[Dataset extract]

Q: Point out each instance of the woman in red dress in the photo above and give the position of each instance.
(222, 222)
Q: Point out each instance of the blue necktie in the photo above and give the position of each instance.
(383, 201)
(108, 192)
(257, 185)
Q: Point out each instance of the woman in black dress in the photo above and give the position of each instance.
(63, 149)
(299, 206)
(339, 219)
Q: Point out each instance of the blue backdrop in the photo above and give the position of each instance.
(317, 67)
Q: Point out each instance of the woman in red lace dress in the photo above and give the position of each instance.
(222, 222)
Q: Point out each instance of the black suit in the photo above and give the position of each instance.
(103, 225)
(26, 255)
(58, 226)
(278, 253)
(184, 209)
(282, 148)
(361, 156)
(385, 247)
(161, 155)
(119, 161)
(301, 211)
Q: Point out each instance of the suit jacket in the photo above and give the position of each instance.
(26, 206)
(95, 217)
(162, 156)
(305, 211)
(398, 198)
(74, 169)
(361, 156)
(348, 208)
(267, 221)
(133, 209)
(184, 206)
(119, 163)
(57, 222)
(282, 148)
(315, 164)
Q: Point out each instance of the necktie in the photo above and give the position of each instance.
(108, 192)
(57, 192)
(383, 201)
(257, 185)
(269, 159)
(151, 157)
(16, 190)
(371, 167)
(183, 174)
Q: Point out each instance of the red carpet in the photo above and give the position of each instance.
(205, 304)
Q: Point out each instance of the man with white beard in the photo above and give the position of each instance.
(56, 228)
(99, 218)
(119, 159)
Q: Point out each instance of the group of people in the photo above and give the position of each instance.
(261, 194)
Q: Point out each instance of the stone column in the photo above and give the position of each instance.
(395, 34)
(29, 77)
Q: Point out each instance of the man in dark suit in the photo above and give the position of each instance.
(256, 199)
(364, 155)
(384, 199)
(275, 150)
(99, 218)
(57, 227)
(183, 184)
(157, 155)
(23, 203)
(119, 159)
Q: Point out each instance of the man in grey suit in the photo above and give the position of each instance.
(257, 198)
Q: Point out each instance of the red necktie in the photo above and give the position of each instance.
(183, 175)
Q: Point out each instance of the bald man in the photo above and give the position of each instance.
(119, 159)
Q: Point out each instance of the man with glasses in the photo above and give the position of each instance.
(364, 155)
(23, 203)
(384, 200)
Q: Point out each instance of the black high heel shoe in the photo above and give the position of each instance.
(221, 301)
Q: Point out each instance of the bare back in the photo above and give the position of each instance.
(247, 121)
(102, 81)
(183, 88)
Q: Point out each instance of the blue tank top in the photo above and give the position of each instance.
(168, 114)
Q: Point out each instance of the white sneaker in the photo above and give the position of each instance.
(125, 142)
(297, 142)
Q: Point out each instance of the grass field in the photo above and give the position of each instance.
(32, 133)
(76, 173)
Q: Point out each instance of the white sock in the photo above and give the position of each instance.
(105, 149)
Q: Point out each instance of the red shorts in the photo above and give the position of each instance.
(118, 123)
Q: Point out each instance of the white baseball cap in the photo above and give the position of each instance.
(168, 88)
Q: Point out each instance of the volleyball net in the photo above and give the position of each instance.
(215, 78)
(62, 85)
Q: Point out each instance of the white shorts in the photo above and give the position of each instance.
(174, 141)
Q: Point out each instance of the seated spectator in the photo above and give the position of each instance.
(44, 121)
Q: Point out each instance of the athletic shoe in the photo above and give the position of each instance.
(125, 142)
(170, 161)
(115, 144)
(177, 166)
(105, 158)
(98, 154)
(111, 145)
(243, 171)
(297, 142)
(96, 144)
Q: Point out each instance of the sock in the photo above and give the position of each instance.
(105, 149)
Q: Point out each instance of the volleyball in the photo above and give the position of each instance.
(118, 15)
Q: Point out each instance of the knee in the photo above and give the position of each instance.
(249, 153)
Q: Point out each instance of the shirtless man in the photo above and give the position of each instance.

[/Dataset extract]

— What to produce —
Set down the line that contains "Q: Point out each instance of the white shorts" exactly. Do the same for each later line of the data, through the end, and add nothing.

— Task result —
Q: Point out each instance of the white shorts in the photo above and give the position of each instance.
(174, 141)
Q: Point out each instance of the seated spectator in the photo above and give the position of each instance.
(44, 121)
Q: Point out each instance of the athletic shoe in the photo above and give the position of each instance.
(125, 142)
(170, 161)
(115, 144)
(177, 166)
(105, 158)
(98, 154)
(111, 145)
(243, 171)
(297, 142)
(96, 144)
Q: Point out each instance of the sock in the photo above and give the position of each instance.
(105, 149)
Q: Point out each instance of the volleyball in the photo above and give the position of each instance.
(118, 15)
Q: Point out each instance of the knee in the photo above and give the position of each instance.
(249, 153)
Q: Point out each instance of the shirtless man in the photo above and give the position of each instance.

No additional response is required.